» WHAT YOU SHOULD DO
The answer should match the entries below word for word, minus their pictures.

» INFORMATION GIVEN

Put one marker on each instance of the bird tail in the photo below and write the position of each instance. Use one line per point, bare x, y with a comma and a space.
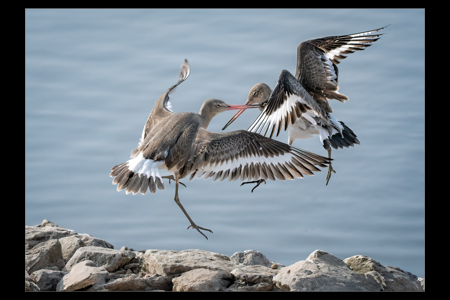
339, 140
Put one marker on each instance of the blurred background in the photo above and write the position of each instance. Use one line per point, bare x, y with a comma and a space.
92, 77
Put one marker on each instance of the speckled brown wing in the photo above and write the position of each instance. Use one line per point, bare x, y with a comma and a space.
245, 155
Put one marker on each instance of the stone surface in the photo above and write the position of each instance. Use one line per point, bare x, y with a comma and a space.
30, 286
44, 255
253, 257
83, 275
110, 259
391, 278
69, 245
61, 259
322, 271
253, 278
169, 262
46, 279
202, 280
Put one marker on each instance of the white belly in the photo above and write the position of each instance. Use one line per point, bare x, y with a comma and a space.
302, 129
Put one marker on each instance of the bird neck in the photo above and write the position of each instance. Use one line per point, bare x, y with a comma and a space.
205, 117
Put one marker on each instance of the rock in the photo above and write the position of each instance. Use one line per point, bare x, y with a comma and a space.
30, 286
253, 278
44, 255
46, 279
170, 262
110, 259
133, 282
201, 279
44, 232
322, 271
61, 259
93, 241
69, 245
252, 257
390, 278
83, 275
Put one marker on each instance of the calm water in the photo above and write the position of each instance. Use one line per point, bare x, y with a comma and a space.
92, 77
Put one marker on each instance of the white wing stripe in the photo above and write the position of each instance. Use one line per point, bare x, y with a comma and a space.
229, 167
144, 166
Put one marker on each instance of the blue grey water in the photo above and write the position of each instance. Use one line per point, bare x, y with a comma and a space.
93, 75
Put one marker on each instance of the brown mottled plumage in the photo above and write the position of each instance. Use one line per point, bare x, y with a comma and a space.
300, 103
180, 143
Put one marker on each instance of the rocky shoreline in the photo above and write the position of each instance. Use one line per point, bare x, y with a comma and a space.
59, 259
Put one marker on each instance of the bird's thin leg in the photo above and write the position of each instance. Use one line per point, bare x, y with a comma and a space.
258, 182
193, 225
170, 177
330, 168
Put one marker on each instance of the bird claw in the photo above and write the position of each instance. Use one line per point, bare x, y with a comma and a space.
198, 228
330, 169
258, 182
170, 177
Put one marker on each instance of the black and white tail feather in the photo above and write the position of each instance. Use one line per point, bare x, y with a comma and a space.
292, 107
141, 172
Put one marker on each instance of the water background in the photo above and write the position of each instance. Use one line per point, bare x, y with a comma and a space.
93, 75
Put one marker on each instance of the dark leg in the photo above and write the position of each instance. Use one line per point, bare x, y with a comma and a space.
256, 181
330, 168
193, 225
170, 177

» RESPONSE BOX
Put one marker on each instance of the bird tail in the photo below and write the position of each instance. Use one line per point, bare x, y with a comma and a space.
339, 140
Put one marker on each instance of the blurred background in the photo above and write the position of each instance. Use one line per point, bare x, y with a comma and a space.
92, 77
Put one marker on each instance of the speckled brown wing in the photo above and write the position of each instance. Use one line per point, bare x, y with a comma and a space.
245, 155
Put one marker on each instance of the stone surface in the photo above and write the position of each instance. Use one line per point, bare x, y with a comma and a space.
30, 286
44, 255
253, 257
83, 275
110, 259
391, 278
69, 245
61, 259
322, 271
253, 278
169, 262
46, 279
202, 280
Put one marker on each instance of the white belly in the photo above and write the position of each instance. Use one line per point, bare x, y with a comma and a space.
302, 129
Put one marker on each instance of the bird neck in the photo above and write the position of each instance. Use one line per point, bare x, y with a comma and a space.
205, 117
Put one marker on each instance of the rock in the photo above and write the position of each instance. Use one line per point, bare x, y with a comma and a space.
30, 286
253, 278
44, 255
46, 279
170, 262
110, 259
133, 282
201, 279
44, 232
322, 271
61, 259
93, 241
69, 245
252, 257
390, 278
83, 275
Put one marker on each instance of the calm water in the photo above and write the position of each instance. Use one line per point, bare x, y with a comma and a space.
92, 77
Put one marker on each instance of the white wing stripe in the photo above and write the position of each instance. Use one line per point, bare x, y with a comma and a space.
229, 167
144, 166
Put one marker on each instance of the blue grey water in the photo above and write the position of each instance. Use one line per point, bare x, y with a comma and a space.
93, 75
Put one marker on each instance of the brown mottled plumage in the photo above and write the position of each instance. Use one line per point, bare x, y with a comma and a space.
300, 103
180, 143
Put one marker on each instance of the rocky shoreline in the photo above and write the position of each instance. Use one line per point, bare x, y with a comma and a space.
59, 259
Put one marker on each instance of the bird's thin leg in the photo above and write the position of each instance. Use one line per point, bare x, y with a comma and a space.
258, 182
193, 225
170, 177
330, 168
Put one marker on each instance of the bird claw in the photo above and write the position of each instance. Use one line per point, bare x, y with a comma and a space.
198, 228
330, 169
258, 182
170, 177
Put one marker on each instance of the black and white tail feather in the photo above and write the position of each instance. Use one line per point, bare x, y with a comma and a space.
292, 107
141, 172
Put one marker on each instance of the water background in the photo above and write the position of each instance. Use one line per point, bare x, y with a comma and a space.
93, 75
Put one marker on each instance of the dark leg in the photo above and write the position of each instance. Use one line per point, bare x, y with a comma and a space.
256, 181
330, 168
193, 225
170, 177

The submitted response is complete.